YOUR OBJECTIVE
Swap every occurrence of "tree" for "shrub" and reproduce the material below with everything else unchanged. Leave the pictures out of your answer.

(Point placement records)
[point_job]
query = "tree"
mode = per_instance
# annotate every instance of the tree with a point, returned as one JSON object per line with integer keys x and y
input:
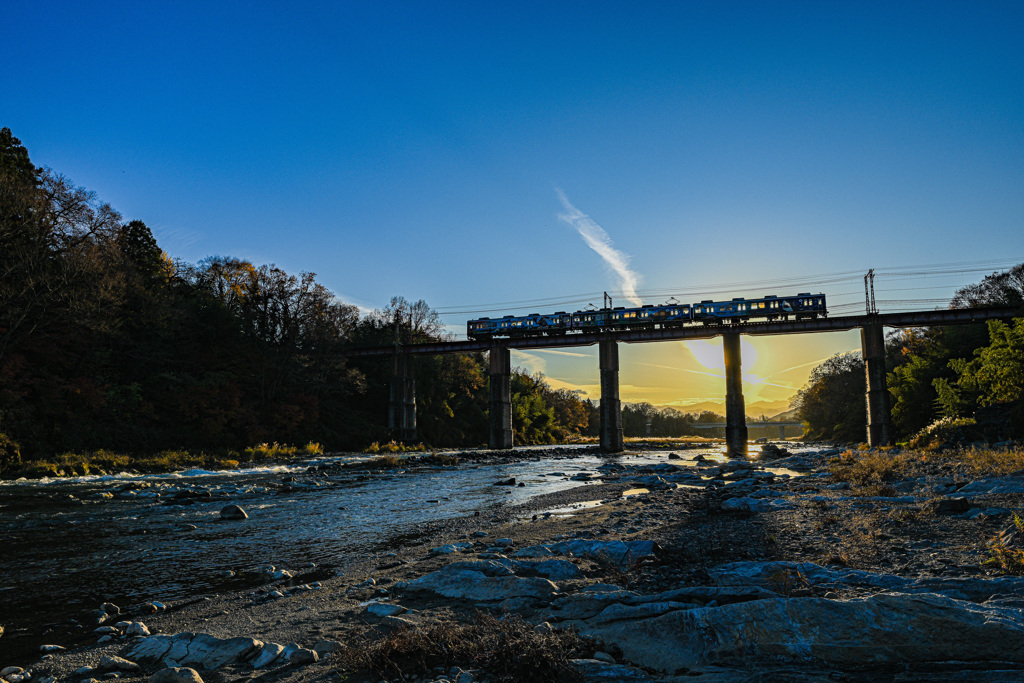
{"x": 833, "y": 402}
{"x": 1006, "y": 289}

FULL RESPONSE
[point_job]
query = "shrub"
mode = per_instance
# annotate every instance of the shrub with a point, returned as one JSON object per line with integer keys x and y
input:
{"x": 833, "y": 402}
{"x": 1006, "y": 289}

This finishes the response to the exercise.